__EXERCISE REQUIREMENTS__.
Turn the lines of the material below into a numbered list, leaving out any blank lines.

__Saved entries__.
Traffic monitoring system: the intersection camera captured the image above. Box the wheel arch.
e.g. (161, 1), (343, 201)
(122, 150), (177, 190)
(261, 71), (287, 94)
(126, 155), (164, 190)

__FINISHED ANSWER__.
1. Traffic monitoring system: the intersection camera captured the image above. Box the wheel arch.
2. e.g. (161, 1), (343, 201)
3. (122, 150), (177, 190)
4. (261, 71), (287, 94)
5. (126, 155), (164, 190)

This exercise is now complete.